─── EXERCISE MATERIAL ───
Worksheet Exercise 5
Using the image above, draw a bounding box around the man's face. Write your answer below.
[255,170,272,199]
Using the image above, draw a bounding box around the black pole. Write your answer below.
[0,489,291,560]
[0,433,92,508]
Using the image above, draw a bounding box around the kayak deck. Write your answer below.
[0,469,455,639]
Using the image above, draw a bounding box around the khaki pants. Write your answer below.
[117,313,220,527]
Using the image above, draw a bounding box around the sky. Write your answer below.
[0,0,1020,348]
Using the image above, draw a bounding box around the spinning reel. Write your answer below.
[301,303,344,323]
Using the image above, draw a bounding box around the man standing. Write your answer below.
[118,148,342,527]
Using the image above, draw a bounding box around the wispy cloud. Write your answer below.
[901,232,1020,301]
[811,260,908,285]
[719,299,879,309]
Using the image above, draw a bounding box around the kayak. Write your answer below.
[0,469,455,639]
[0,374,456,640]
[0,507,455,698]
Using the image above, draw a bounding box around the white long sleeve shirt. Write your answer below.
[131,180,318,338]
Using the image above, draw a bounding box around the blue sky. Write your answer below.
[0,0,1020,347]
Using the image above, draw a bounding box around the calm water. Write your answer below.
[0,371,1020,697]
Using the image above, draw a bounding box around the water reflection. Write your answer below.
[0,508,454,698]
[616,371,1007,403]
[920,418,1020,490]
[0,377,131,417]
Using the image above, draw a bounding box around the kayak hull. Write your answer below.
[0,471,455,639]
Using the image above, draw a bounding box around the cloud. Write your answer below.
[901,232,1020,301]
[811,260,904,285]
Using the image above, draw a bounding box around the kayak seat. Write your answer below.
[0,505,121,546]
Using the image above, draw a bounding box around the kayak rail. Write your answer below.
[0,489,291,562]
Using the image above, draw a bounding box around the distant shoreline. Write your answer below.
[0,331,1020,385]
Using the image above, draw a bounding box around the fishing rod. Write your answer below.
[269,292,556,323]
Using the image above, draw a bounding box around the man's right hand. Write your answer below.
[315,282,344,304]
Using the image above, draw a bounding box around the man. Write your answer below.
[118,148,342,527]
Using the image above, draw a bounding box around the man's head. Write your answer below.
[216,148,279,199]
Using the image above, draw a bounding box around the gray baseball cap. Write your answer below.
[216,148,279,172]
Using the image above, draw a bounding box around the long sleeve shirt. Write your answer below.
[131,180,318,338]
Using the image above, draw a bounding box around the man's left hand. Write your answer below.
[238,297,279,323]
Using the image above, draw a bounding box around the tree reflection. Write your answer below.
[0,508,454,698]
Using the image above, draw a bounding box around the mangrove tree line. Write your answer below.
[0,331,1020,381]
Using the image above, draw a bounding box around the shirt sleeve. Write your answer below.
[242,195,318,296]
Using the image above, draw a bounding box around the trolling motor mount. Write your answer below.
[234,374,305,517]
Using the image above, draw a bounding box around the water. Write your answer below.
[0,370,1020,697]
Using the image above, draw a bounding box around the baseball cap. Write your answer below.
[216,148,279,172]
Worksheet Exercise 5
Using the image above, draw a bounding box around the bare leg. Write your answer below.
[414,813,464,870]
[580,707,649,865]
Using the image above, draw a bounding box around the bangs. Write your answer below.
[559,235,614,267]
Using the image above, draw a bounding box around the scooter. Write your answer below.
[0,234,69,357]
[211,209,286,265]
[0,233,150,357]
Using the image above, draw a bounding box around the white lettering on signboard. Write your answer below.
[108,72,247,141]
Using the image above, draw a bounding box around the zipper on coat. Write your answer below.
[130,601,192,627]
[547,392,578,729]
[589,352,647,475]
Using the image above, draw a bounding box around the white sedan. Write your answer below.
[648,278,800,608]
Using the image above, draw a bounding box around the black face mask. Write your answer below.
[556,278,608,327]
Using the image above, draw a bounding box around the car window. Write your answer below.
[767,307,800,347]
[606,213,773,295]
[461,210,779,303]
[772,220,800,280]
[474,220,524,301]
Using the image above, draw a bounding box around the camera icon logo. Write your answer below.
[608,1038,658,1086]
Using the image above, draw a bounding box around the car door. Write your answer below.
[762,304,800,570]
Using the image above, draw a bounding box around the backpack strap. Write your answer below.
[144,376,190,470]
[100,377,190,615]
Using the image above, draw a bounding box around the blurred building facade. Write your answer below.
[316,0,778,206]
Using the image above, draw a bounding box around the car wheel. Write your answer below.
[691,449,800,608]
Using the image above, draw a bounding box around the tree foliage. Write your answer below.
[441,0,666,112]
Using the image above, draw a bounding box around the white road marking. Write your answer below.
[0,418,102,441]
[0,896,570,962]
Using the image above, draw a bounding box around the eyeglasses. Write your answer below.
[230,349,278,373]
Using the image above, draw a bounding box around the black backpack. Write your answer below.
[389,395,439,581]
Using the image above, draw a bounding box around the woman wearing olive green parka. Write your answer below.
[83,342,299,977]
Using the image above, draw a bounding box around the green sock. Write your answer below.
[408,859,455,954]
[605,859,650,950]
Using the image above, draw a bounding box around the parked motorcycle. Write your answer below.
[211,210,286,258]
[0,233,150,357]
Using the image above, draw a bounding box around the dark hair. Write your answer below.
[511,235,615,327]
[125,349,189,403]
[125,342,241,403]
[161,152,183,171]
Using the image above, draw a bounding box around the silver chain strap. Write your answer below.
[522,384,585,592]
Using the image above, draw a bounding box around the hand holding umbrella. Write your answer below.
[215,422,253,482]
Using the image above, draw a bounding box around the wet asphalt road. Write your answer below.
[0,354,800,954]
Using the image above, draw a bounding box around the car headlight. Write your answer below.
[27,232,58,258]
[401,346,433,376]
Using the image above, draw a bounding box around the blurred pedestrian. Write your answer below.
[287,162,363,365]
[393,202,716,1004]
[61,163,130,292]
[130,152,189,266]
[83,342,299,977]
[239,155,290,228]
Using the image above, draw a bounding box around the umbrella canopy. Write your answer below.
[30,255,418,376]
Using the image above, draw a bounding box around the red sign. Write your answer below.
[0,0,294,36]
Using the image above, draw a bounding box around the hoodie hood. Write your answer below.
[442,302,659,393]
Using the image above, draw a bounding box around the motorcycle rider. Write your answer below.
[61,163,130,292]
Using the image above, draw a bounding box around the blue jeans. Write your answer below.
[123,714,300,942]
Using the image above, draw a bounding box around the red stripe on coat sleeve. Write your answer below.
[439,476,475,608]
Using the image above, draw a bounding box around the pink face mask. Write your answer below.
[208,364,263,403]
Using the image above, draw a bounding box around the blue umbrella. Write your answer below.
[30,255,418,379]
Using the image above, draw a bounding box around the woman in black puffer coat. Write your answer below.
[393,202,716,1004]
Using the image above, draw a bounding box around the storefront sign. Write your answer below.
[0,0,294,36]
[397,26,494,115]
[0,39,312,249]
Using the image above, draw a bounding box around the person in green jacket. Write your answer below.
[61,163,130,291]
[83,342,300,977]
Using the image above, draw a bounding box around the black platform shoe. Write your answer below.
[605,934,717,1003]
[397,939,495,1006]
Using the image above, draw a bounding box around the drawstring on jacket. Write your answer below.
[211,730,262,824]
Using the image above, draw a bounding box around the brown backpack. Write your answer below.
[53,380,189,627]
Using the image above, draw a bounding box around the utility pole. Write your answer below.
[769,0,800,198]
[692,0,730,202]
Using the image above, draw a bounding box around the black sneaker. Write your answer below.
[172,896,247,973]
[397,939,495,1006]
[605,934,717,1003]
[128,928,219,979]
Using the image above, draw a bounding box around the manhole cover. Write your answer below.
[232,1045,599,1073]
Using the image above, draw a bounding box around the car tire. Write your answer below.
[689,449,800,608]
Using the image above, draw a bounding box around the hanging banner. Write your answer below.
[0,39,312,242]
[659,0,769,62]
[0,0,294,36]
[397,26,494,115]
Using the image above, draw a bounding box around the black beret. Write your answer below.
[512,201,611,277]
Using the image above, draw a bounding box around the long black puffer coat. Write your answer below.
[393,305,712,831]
───
## SET TASK
Update the data from the line with "window. Write your answer below." to the line with "[441,0,666,112]", changing "tree foliage" to "green leaves" and leaving everything else the same.

## EXERCISE SOLUTION
Using the image above, draw a bounding box around the car window. Write your answer below.
[767,307,800,347]
[606,213,773,295]
[461,210,779,303]
[772,220,800,280]
[474,220,524,301]
Using the image above, draw a bounding box around the camera icon logo. Write your answer below.
[608,1038,658,1086]
Using the image above, draw a bounding box around the car door. Write your answer below.
[762,304,800,570]
Using the image above, draw a bounding box around the backpack strap. Write your answer below.
[144,376,190,470]
[100,377,190,615]
Using the image above, draw a bounding box around the blurred building facade. Write your answer below.
[316,0,778,206]
Using the image above, draw a bounding box around the car wheel. Write your answer below.
[691,449,800,608]
Using the image above, draw a bounding box around the green leaves. Write your answer below.
[441,0,666,112]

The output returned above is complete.